Selected extract →
National

Shikoku MOX plant restarts amid outcry over fresh quake fears

by Eric Johnston

Staff Writer

Shikoku Electric Power Co. restarted the Ikata No. 3 reactor Friday at its plant on the narrow Sadamisaki Peninsula in Ehime Prefecture as citizens groups sought injunctions in three different prefectures to turn it back off amid various safety concerns, including the viability of evacuations.

The reactor is the fifth to be switched back on since all of the nation’s atomic reactors were closed due to the March 2011 triple core meltdown at the Fukushima No. 1 power plant following a mega-quake and tsunami.

However, a March decision by the Otsu District Court to place a temporary injunction on two Kansai Electric Power Co. reactors in Takahama, Fukui Prefecture, left only two reactors at Kyushu Electric Power Co.’s Sendai plant in Kagoshima Prefecture in operation. They were restarted a year ago.

The Ikata No. 3 unit is also the only reactor burning the mixed uranium-plutonium oxide (MOX) fuel.

Shikoku Electric reported no problems with the restart Friday morning, saying it was expected to reach criticality by Saturday morning and begin generating and transmitting electricity by Monday. After a series of final checks, the utility plans to start selling reactor-generated electricity early next month.

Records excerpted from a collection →
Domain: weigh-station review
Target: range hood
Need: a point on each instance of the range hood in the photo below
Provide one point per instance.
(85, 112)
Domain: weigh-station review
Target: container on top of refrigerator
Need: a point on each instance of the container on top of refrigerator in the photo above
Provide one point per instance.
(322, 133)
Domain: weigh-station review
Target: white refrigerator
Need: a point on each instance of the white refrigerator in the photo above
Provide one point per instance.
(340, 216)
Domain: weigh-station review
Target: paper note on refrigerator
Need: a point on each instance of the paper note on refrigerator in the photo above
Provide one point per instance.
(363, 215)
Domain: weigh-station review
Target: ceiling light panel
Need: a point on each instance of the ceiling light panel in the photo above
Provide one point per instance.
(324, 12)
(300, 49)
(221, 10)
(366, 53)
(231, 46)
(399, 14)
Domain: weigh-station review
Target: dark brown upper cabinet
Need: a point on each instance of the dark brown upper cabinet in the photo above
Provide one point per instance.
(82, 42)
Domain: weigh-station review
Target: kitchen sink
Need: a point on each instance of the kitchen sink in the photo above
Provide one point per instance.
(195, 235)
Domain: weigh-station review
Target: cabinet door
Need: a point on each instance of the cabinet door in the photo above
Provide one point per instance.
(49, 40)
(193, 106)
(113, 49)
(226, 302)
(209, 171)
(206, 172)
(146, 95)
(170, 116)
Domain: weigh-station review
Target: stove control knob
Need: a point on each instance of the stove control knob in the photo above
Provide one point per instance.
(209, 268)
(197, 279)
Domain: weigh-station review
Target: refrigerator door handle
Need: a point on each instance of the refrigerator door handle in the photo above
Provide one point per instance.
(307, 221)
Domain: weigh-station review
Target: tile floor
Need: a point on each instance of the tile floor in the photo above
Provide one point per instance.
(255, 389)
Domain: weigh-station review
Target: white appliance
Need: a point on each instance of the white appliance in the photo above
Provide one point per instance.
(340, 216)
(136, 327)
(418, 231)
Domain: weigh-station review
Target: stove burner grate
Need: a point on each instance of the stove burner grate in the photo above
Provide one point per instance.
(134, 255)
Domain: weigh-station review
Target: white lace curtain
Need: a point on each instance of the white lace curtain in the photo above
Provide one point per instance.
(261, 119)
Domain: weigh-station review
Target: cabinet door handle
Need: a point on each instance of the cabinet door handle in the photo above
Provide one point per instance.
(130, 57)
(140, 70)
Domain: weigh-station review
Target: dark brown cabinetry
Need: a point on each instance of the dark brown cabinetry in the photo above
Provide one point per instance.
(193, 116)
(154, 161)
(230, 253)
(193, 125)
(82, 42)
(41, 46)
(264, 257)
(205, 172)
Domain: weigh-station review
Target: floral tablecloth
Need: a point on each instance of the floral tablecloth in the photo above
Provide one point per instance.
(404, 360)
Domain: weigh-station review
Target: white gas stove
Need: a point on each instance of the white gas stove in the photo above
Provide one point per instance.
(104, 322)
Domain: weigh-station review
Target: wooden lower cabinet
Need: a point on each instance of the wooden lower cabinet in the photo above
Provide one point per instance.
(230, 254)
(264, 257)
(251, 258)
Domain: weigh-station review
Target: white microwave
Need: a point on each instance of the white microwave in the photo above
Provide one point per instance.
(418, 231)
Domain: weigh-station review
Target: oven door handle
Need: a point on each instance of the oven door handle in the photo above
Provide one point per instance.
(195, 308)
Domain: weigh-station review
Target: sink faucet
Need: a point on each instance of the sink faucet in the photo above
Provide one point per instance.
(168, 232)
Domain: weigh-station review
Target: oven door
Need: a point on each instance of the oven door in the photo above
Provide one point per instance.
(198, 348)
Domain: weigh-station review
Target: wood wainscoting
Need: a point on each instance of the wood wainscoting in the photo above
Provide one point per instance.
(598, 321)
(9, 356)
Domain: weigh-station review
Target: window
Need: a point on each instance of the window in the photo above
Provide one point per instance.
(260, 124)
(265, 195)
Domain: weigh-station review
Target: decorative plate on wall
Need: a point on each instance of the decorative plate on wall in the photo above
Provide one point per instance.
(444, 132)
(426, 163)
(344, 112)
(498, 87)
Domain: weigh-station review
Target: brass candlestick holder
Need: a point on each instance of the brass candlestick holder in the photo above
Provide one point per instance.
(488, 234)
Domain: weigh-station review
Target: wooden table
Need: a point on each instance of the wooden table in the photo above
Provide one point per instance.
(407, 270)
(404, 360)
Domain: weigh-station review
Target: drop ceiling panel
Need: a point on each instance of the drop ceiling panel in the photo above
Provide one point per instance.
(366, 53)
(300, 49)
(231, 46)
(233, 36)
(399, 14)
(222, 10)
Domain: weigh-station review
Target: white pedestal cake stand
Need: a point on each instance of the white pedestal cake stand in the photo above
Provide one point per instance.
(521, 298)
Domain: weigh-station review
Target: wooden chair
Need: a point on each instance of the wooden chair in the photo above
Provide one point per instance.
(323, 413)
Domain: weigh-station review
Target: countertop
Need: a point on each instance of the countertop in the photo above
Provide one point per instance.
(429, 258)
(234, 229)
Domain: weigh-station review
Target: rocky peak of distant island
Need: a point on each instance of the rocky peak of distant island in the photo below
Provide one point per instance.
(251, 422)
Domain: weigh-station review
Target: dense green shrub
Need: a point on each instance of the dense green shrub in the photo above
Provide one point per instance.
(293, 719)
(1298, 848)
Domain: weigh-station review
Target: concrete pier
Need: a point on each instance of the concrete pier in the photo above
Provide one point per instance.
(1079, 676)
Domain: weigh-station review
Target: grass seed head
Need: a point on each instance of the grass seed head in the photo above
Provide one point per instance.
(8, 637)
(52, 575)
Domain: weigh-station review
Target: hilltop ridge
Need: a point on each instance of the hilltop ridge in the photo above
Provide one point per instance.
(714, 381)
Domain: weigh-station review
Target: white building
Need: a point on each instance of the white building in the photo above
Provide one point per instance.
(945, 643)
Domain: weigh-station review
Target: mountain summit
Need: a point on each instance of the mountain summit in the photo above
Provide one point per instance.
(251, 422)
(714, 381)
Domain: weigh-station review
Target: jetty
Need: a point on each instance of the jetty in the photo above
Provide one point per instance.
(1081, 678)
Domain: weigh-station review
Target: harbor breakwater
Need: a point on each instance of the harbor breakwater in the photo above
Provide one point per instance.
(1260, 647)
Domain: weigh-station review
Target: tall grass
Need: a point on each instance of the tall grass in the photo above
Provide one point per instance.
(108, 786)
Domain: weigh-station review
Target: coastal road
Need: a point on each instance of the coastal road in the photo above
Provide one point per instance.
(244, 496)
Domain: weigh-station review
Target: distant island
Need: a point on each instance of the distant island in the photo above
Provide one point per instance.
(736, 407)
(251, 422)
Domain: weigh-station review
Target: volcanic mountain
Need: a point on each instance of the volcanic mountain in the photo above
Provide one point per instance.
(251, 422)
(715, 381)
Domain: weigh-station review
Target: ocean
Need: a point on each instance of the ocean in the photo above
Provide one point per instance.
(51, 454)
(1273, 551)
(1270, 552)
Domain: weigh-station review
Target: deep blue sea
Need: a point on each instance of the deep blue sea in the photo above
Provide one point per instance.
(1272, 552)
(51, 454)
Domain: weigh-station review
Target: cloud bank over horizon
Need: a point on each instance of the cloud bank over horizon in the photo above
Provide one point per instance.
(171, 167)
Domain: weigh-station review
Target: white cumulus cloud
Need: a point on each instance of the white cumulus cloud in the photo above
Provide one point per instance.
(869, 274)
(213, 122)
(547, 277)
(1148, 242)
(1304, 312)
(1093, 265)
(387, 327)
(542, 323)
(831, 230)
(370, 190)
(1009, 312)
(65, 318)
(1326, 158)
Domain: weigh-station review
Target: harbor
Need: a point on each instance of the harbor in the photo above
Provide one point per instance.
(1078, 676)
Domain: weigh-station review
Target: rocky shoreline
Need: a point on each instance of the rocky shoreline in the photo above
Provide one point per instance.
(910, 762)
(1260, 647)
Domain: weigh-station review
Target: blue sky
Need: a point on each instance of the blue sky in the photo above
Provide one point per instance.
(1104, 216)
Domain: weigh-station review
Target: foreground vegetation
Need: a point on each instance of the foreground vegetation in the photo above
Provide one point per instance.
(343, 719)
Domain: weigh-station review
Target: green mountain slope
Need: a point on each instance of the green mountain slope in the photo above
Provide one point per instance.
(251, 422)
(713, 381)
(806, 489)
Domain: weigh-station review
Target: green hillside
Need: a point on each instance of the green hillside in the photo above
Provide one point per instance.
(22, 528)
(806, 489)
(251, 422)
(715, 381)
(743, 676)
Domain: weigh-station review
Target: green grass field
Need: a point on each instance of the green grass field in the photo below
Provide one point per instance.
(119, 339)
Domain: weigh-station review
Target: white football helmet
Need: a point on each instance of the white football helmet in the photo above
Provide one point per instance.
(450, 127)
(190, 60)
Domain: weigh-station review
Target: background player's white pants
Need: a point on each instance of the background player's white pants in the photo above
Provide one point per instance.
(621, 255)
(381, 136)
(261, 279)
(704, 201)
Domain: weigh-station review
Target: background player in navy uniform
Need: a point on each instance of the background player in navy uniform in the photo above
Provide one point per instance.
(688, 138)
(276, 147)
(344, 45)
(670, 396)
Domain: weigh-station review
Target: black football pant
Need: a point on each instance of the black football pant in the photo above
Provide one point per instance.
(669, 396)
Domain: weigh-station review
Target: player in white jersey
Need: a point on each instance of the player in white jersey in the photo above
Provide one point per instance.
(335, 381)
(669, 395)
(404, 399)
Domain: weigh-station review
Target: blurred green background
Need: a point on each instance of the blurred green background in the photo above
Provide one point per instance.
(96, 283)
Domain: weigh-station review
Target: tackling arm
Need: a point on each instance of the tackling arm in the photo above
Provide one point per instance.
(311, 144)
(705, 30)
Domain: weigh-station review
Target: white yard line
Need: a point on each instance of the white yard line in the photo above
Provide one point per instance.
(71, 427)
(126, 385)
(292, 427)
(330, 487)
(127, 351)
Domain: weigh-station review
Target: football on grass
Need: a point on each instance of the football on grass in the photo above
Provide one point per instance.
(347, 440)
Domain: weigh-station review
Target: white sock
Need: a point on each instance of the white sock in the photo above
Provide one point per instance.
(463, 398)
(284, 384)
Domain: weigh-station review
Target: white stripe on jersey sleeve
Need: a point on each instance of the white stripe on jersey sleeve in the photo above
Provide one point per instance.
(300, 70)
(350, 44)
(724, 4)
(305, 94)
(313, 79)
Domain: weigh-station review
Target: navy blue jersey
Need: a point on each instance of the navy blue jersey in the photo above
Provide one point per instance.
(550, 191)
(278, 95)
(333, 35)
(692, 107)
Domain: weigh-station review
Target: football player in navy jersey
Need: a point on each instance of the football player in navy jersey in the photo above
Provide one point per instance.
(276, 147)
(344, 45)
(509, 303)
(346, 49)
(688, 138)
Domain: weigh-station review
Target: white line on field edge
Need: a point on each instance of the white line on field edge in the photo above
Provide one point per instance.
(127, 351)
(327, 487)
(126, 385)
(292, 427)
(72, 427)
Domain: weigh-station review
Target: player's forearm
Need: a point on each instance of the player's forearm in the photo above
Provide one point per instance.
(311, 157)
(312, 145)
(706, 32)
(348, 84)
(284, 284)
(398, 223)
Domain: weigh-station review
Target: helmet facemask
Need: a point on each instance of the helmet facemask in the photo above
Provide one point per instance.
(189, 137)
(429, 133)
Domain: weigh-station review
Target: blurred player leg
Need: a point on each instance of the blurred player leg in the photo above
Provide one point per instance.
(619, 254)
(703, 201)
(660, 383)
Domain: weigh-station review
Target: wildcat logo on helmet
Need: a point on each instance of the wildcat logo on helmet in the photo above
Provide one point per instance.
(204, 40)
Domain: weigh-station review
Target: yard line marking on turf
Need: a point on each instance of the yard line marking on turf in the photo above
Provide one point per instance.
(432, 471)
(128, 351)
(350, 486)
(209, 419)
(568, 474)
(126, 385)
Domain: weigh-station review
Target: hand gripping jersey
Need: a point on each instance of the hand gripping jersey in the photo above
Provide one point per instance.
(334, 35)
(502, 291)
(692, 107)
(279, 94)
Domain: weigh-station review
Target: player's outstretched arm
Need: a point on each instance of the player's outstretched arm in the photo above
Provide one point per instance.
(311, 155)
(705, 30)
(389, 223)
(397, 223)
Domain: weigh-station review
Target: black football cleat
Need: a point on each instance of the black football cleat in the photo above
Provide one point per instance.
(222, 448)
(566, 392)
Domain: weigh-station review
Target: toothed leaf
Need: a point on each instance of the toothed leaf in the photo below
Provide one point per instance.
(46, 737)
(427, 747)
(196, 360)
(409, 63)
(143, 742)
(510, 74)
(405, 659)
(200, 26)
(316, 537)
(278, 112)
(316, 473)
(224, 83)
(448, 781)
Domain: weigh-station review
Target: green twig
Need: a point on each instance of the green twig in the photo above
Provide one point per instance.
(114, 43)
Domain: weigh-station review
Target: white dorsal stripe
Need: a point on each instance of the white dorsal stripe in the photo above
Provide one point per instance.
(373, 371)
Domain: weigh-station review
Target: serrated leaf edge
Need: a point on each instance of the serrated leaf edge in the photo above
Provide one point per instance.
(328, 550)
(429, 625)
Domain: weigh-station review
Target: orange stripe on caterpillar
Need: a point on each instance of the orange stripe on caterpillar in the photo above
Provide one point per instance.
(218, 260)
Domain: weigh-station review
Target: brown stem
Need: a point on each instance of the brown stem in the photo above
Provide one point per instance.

Task instructions →
• a. What fuel does the Ikata No. 3 unit burn, according to the article on the Ikata reactor restart?
• b. Please list every electric power company named in the article on the Ikata reactor restart.

Expected outputs →
• a. Mixed uranium-plutonium oxide (MOX) fuel.

• b. Shikoku Electric Power Co., Kansai Electric Power Co., Kyushu Electric Power Co.